SELECTED TEXT -
>>>
- Title card
- Genre: Satirical comedy
- Written by: Gary Reilly; Tony Sattler;
- Starring: Ross Higgins; Noeline Brown; Kevin Golsby; Colin McEwan; Julie McGregor; Laurel McGowan;
- Country of origin: Australia
- Original language: English

Production
- Producers: Gary Reilly; Tony Sattler;
- Running time: 50 minutes
- Production company: RS Productions

Original release
- Network: Seven Network
- Release: 26 March – 25 October 1978

= The Naked Vicar Show =

Australian radio and television series

The Naked Vicar Show is an Australian satirical comedy radio and television show. The series was created, written and produced by Gary Reilly and Tony Sattler of RS Productions, it premiered on radio in 1976 on ABC Radio Double J (later Triple J), and there was a record made featuring highlights from the first series, before making the transition to television broadcast on the Seven Network in 1977 and ended in 1978. The stars also performed a live cabaret season of the show during 1976. The program was the forerunner to the comedy series Kingswood Country.
<<<
Image object location entries:
>>>
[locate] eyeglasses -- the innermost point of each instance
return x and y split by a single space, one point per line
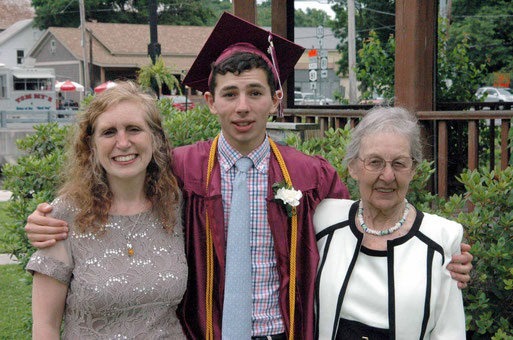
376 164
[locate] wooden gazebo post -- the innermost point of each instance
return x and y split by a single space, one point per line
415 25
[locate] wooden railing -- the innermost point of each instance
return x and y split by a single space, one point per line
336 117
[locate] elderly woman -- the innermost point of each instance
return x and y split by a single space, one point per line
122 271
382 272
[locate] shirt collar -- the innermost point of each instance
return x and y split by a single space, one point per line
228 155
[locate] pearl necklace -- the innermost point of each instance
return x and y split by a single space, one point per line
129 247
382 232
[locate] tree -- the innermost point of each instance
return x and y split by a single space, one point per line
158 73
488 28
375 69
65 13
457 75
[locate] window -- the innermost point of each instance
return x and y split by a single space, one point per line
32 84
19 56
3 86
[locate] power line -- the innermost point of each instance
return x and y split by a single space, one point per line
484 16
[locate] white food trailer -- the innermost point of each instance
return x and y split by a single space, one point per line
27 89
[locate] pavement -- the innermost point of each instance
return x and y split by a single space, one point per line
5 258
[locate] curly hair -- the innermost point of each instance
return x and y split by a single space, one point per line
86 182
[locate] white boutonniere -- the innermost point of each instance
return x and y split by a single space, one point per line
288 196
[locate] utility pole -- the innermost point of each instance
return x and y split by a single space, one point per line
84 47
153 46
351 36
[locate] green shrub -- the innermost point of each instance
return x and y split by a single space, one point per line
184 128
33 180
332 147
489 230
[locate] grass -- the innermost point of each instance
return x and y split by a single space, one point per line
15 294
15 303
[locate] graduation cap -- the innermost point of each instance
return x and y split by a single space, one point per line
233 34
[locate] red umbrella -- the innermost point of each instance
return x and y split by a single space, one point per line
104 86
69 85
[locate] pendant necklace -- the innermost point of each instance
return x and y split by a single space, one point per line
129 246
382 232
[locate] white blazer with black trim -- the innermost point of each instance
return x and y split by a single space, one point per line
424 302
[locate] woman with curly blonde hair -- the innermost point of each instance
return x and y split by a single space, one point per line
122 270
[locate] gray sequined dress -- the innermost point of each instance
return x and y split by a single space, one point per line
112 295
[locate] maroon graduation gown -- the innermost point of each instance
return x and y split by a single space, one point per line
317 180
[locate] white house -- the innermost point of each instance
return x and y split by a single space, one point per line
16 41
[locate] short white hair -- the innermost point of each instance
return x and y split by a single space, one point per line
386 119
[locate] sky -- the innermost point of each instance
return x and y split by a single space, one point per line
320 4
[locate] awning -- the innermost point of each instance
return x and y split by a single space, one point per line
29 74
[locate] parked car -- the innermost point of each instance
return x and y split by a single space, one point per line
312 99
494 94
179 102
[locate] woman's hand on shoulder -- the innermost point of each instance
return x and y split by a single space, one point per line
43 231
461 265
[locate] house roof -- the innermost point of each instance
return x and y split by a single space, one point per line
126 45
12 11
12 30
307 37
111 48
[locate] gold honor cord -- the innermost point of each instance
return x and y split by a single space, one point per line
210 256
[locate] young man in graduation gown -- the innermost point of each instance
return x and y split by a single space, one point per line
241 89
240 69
<<<
>>>
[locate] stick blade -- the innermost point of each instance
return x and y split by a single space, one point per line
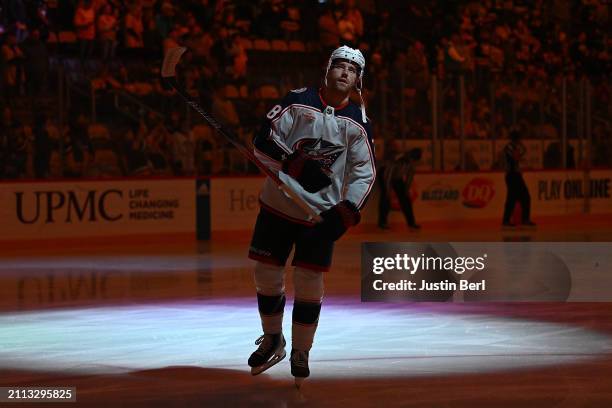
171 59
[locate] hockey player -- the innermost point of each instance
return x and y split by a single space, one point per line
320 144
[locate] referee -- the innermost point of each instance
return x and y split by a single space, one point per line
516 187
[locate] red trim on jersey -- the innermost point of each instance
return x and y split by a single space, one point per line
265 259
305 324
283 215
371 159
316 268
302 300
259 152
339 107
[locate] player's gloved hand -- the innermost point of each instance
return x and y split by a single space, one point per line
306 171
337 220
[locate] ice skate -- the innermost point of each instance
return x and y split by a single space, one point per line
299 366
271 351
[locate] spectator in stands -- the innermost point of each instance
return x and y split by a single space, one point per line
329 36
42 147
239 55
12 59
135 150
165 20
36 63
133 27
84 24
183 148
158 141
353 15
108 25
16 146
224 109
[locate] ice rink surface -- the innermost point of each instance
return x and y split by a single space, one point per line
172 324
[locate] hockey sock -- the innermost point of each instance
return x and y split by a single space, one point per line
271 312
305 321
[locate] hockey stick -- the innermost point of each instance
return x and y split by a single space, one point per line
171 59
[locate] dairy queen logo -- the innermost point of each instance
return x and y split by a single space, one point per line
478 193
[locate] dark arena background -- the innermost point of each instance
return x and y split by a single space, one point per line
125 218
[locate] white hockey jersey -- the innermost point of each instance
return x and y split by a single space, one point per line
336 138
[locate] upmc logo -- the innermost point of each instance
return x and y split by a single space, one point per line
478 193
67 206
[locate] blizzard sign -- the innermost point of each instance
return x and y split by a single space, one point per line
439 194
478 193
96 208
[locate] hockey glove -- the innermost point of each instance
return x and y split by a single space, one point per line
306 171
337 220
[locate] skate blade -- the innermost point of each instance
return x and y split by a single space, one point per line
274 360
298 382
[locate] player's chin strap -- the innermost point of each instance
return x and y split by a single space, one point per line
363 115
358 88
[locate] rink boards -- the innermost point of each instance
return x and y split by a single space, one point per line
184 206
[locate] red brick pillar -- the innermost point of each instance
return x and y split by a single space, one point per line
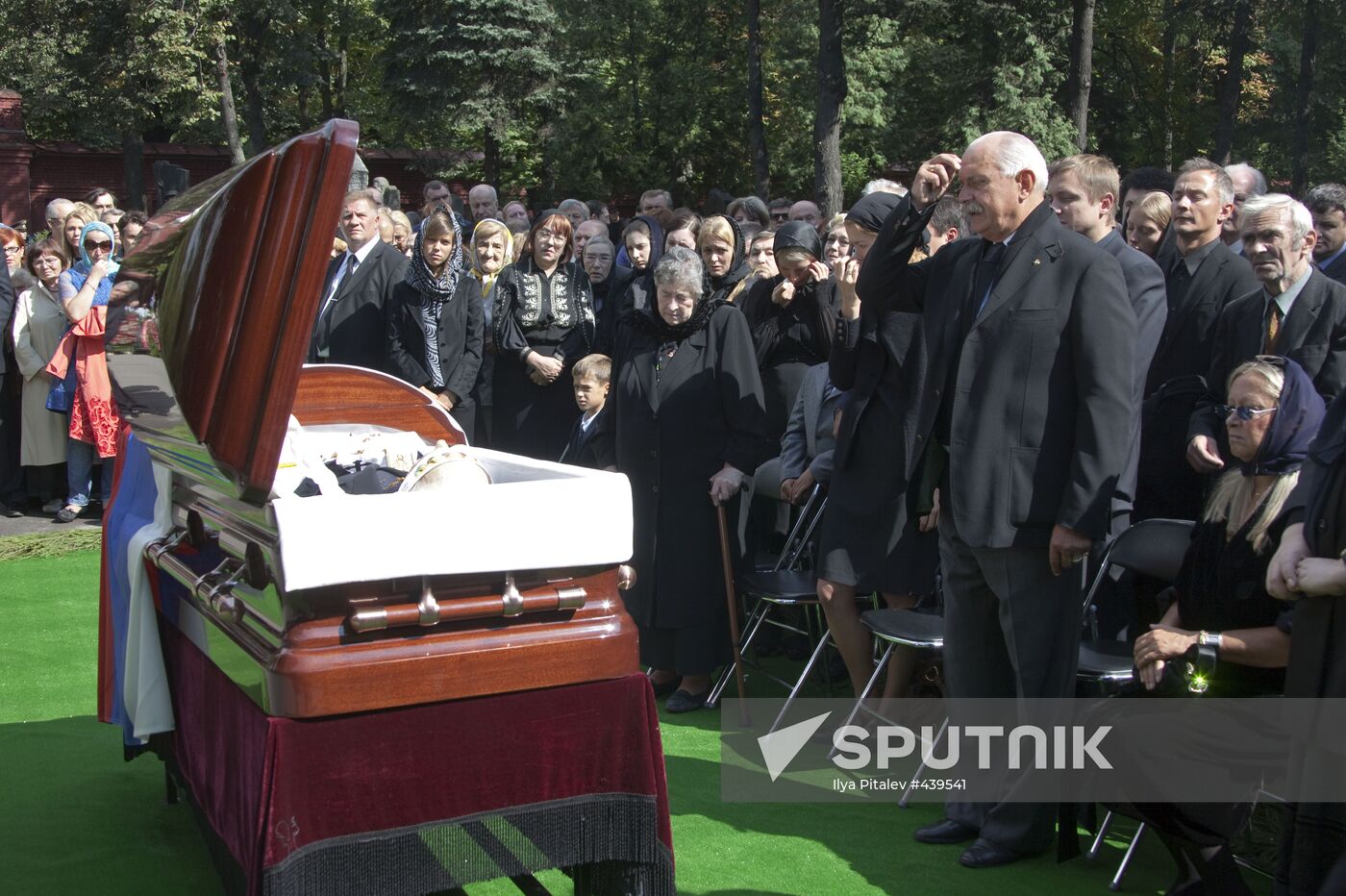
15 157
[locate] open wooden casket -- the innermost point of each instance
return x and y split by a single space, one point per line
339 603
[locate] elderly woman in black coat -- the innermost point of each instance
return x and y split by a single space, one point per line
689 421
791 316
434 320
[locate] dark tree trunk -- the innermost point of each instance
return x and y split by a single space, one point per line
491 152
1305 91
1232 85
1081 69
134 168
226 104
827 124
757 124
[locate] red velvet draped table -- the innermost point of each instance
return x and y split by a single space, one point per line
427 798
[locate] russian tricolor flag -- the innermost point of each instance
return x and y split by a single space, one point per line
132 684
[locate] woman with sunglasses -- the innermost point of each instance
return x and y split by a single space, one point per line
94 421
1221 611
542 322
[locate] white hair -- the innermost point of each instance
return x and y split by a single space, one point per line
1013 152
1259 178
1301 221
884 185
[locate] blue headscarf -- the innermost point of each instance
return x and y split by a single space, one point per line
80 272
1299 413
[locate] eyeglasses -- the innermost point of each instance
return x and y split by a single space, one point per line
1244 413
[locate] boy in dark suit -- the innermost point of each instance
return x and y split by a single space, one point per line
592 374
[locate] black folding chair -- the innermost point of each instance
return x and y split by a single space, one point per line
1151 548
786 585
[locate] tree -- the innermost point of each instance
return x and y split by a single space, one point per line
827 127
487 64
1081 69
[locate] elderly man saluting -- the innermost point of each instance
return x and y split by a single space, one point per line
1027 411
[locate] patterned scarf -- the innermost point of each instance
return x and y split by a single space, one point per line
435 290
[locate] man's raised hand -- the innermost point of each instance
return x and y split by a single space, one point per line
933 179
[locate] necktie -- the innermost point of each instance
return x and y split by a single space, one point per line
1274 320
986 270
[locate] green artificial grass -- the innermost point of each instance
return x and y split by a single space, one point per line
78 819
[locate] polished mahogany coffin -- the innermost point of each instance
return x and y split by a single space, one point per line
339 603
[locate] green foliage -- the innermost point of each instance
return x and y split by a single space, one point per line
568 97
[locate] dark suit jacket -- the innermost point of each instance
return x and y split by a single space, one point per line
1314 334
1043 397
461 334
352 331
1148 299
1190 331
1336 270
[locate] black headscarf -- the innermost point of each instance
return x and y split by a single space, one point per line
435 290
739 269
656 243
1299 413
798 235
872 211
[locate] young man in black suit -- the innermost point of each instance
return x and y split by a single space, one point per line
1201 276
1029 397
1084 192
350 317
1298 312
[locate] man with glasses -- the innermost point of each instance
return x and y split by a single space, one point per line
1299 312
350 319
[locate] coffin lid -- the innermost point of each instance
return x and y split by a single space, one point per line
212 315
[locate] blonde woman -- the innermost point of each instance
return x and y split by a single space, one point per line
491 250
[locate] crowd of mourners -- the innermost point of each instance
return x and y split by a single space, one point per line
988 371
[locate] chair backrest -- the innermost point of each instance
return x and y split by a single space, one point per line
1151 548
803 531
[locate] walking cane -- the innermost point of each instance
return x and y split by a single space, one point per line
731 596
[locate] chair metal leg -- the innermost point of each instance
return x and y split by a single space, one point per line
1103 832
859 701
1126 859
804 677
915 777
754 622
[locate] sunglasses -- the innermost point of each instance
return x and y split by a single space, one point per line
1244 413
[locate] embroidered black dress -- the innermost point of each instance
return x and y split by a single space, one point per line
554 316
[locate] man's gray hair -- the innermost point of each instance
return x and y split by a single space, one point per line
<<<
WRITTEN PROBLEM 1 -
Repeat the passage of the text on The Naked Vicar Show that begins at the words "The Naked Vicar Show is" and stops after "series Kingswood Country.".
WRITTEN PROBLEM 2 -
Show every line of the entries above that contains the word "player".

FINISHED ANSWER 1 -
The Naked Vicar Show is an Australian satirical comedy radio and television show. The series was created, written and produced by Gary Reilly and Tony Sattler of RS Productions, it premiered on radio in 1976 on ABC Radio Double J (later Triple J), and there was a record made featuring highlights from the first series, before making the transition to television broadcast on the Seven Network in 1977 and ended in 1978. The stars also performed a live cabaret season of the show during 1976. The program was the forerunner to the comedy series Kingswood Country.

FINISHED ANSWER 2 -
[locate] hockey player -- the innermost point of each instance
[locate] player's gloved hand -- the innermost point of each instance
[locate] player's chin strap -- the innermost point of each instance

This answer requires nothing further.